▶ _Source document_:
====
Old Roads, New Stories: A Literary Series

 

As a kid growing up in Washington, I had a giant admiration for Slick Watts. “Downtown” Freddie Brown too, of course, swishing rainbow jumpers from deep. If there had been a three-point line back then, forget about it; you would’ve needed a pinball machine to keep score. But Slick Watts was first. Slick Watts of the Seattle SuperSonics—bald in a league otherwise unanimously sporting afros and longish hair. He wore a headband when nobody else did. He invented the scoop shot! And if I’m misremembering—if others deployed it too—then I don’t want to know. Slick Watts ruled, and I used to imitate him while going against invisible defenders in my driveway.

If you’re betting that I liked the Seahawks, though, you lose. Nunca. Nada. By the time they added Tampa Bay and Seattle, I was already a wild-thing Raiders’ fan. I used to run through other kids’ arm tackles, thinking (maybe even chanting aloud), “Mark van Eeghen, Mark van Eeghen.” I watched Kenny Stabler’s 1974 miracle pass to Clarence Davis, knocking the Dolphins from the playoffs. What a happiness launch pad! And I saw Rob Lytle fumble before the goal line, saw the Raiders recover, saw the referees conspire to give the Denver Broncos the ball back and a free pass to Super Bowl XII. Which they lost, karmically, 27 to 10.
====
▶ _Set exercise 1_: Show every line of the entries below that contains the word "sunlight", counting only matches with the same capitalization.

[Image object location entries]
====
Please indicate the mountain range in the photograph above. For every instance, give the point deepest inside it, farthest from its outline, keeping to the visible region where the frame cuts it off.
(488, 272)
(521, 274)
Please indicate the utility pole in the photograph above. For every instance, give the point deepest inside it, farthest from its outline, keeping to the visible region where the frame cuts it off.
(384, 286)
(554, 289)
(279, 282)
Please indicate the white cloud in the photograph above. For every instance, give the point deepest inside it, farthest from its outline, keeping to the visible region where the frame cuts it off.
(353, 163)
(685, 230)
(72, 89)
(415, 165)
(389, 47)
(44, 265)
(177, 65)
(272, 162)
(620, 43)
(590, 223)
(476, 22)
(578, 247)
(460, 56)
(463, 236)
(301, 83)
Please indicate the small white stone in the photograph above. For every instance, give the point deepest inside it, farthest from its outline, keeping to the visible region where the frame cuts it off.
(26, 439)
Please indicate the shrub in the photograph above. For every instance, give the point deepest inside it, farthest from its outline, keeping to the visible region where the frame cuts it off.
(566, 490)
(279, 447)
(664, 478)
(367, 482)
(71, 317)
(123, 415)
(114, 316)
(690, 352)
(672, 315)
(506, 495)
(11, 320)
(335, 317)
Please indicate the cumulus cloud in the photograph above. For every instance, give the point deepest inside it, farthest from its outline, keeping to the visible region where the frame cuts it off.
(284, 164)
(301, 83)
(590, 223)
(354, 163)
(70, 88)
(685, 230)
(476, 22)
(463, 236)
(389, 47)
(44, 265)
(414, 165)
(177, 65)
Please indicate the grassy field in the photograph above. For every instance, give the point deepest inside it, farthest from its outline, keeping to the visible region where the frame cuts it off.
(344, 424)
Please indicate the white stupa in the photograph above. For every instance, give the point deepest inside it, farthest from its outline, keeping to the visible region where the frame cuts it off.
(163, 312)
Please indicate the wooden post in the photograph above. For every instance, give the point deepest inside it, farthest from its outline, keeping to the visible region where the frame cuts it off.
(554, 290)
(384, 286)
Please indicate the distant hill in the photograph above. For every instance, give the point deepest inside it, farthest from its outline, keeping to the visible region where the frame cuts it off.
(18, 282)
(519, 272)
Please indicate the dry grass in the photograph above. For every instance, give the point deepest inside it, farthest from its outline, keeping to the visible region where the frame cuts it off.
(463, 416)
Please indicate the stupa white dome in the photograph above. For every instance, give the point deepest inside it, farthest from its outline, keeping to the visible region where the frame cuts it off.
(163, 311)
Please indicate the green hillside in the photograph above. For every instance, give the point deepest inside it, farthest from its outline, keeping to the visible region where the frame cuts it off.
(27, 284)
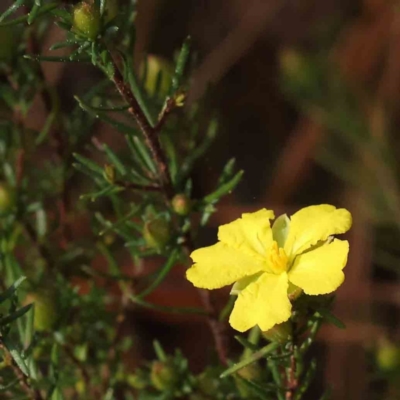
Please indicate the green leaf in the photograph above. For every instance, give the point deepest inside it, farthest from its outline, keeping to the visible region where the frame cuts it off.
(180, 65)
(306, 381)
(34, 13)
(10, 385)
(245, 343)
(328, 316)
(263, 352)
(11, 290)
(172, 310)
(12, 9)
(16, 355)
(15, 315)
(133, 83)
(224, 189)
(107, 191)
(114, 160)
(161, 275)
(89, 164)
(144, 155)
(119, 126)
(161, 355)
(40, 58)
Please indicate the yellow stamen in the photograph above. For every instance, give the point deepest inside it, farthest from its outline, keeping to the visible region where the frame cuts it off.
(277, 258)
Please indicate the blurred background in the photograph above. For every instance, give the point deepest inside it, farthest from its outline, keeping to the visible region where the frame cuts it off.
(307, 93)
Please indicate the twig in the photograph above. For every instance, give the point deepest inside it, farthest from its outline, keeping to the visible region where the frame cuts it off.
(32, 393)
(134, 186)
(149, 133)
(166, 111)
(151, 137)
(291, 378)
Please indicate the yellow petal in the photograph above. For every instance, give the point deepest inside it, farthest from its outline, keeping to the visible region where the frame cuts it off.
(263, 303)
(220, 265)
(251, 233)
(320, 271)
(313, 224)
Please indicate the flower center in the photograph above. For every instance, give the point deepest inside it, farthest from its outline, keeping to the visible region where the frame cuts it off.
(277, 258)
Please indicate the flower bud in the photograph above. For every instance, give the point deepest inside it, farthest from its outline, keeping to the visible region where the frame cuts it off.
(137, 381)
(109, 173)
(86, 20)
(296, 68)
(111, 10)
(157, 233)
(155, 66)
(7, 43)
(45, 309)
(251, 372)
(163, 375)
(7, 198)
(208, 381)
(387, 355)
(279, 333)
(181, 204)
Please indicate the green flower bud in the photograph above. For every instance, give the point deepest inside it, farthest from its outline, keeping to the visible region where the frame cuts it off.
(111, 10)
(156, 65)
(86, 20)
(7, 198)
(387, 355)
(181, 204)
(137, 380)
(208, 381)
(157, 233)
(109, 173)
(279, 333)
(296, 68)
(7, 43)
(45, 309)
(252, 373)
(163, 375)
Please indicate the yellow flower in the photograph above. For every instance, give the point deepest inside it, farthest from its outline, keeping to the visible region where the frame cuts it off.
(261, 261)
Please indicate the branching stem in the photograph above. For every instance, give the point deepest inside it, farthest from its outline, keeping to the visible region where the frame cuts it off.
(151, 137)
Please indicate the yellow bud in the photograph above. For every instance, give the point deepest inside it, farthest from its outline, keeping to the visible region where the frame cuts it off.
(86, 20)
(181, 204)
(157, 233)
(156, 65)
(163, 375)
(7, 198)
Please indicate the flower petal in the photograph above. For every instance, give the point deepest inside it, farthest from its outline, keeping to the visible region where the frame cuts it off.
(313, 224)
(220, 265)
(263, 303)
(320, 271)
(251, 233)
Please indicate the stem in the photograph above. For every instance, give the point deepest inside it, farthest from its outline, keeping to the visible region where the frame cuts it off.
(151, 136)
(149, 133)
(32, 393)
(291, 375)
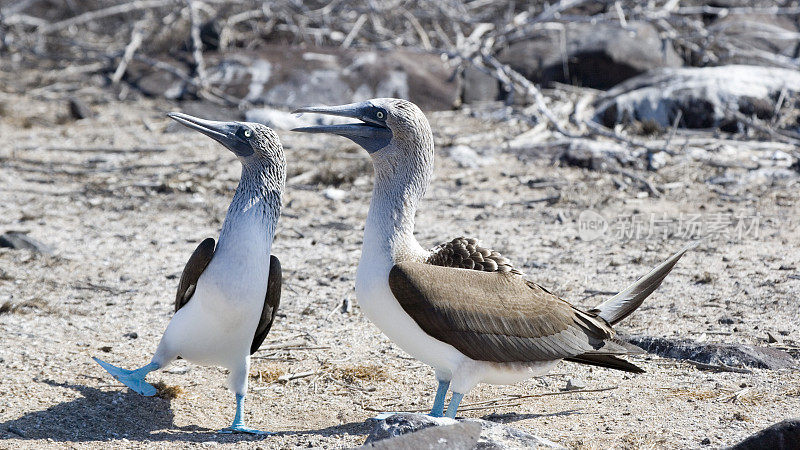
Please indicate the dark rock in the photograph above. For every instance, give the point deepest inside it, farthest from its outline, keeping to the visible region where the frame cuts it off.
(781, 436)
(703, 96)
(733, 355)
(19, 241)
(210, 34)
(492, 435)
(78, 109)
(456, 436)
(597, 55)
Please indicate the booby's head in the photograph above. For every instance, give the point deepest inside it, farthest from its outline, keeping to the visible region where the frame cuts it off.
(389, 128)
(252, 143)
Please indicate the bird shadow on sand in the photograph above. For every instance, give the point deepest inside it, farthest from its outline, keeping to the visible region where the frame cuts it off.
(105, 415)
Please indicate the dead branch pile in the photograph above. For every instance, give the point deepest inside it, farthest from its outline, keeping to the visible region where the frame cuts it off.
(102, 39)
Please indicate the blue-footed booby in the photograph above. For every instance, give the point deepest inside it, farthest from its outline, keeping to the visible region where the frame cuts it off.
(462, 308)
(228, 296)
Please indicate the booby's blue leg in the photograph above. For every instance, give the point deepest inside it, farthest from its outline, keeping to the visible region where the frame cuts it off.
(134, 379)
(453, 406)
(238, 425)
(438, 402)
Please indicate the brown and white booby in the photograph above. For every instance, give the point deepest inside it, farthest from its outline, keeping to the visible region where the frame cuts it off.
(228, 296)
(460, 307)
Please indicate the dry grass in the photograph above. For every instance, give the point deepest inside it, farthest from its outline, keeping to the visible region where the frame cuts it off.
(349, 374)
(705, 278)
(24, 307)
(168, 392)
(694, 394)
(268, 374)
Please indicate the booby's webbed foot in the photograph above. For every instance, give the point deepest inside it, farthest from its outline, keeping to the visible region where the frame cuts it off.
(452, 408)
(134, 379)
(438, 402)
(238, 425)
(244, 430)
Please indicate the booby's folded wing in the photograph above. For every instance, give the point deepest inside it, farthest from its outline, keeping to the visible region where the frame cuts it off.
(191, 272)
(271, 302)
(498, 317)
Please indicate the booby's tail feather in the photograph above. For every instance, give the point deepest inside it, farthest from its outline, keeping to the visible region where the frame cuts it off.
(623, 304)
(134, 379)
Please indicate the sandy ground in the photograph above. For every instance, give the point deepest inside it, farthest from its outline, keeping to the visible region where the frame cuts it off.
(123, 224)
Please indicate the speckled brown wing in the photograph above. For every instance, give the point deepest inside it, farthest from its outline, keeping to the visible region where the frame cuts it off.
(467, 253)
(191, 272)
(271, 303)
(501, 317)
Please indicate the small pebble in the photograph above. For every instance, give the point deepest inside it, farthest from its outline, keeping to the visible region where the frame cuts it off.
(574, 384)
(334, 194)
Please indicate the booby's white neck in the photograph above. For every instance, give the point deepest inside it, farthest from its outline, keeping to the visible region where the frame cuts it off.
(401, 179)
(254, 211)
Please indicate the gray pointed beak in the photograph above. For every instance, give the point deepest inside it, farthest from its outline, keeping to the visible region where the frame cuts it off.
(370, 134)
(223, 132)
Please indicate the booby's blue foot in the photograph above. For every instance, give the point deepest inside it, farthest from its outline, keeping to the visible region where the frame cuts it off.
(134, 379)
(438, 402)
(238, 425)
(453, 406)
(243, 429)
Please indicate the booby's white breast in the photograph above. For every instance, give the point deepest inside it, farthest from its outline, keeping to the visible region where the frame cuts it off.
(379, 304)
(216, 327)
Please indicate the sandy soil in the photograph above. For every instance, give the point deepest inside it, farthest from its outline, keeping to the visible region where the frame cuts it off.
(123, 224)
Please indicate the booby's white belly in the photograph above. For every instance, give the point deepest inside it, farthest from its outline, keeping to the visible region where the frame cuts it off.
(217, 325)
(382, 308)
(379, 304)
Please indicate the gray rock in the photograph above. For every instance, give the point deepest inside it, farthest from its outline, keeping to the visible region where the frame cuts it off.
(781, 436)
(704, 96)
(596, 155)
(479, 86)
(467, 157)
(492, 435)
(18, 240)
(597, 55)
(574, 384)
(78, 109)
(733, 355)
(752, 34)
(458, 436)
(334, 194)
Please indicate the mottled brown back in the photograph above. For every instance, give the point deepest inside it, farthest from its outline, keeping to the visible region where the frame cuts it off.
(497, 317)
(467, 253)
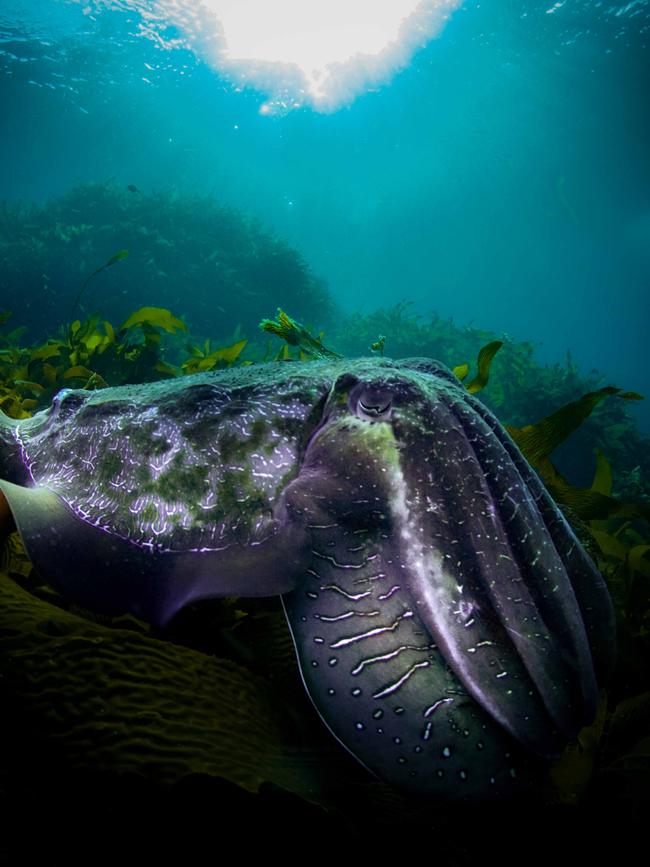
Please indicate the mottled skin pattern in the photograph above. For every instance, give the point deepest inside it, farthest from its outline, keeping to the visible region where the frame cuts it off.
(449, 627)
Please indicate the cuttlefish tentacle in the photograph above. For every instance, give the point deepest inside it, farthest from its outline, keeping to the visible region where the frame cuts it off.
(444, 615)
(368, 659)
(587, 583)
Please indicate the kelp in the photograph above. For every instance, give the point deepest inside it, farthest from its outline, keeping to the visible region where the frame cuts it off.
(537, 441)
(94, 354)
(295, 334)
(149, 345)
(117, 257)
(189, 252)
(483, 364)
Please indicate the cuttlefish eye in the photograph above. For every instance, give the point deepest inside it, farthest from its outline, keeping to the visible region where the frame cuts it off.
(371, 403)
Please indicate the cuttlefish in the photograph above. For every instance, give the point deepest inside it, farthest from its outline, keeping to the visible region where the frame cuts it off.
(450, 629)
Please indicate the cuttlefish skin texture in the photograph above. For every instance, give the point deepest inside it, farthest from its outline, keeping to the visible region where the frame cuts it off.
(450, 629)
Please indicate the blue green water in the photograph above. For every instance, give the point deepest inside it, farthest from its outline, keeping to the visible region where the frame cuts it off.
(500, 178)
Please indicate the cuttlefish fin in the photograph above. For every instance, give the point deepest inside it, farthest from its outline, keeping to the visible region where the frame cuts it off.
(107, 573)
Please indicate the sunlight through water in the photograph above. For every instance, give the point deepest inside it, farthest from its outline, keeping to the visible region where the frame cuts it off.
====
▶ _Set exercise 2_: Switch "headband" to "wristband" in the source text above, then write out the part that begins at the words "Old Roads, New" and stops after "in my driveway.".

▶ _Full response 1_:
Please indicate the sunlight through water in the photograph above. For every instance, give the point deepest inside it, farthest from its outline, keeping to the visible region where the frame cuts it off.

▶ _Full response 2_:
Old Roads, New Stories: A Literary Series

 

As a kid growing up in Washington, I had a giant admiration for Slick Watts. “Downtown” Freddie Brown too, of course, swishing rainbow jumpers from deep. If there had been a three-point line back then, forget about it; you would’ve needed a pinball machine to keep score. But Slick Watts was first. Slick Watts of the Seattle SuperSonics—bald in a league otherwise unanimously sporting afros and longish hair. He wore a wristband when nobody else did. He invented the scoop shot! And if I’m misremembering—if others deployed it too—then I don’t want to know. Slick Watts ruled, and I used to imitate him while going against invisible defenders in my driveway.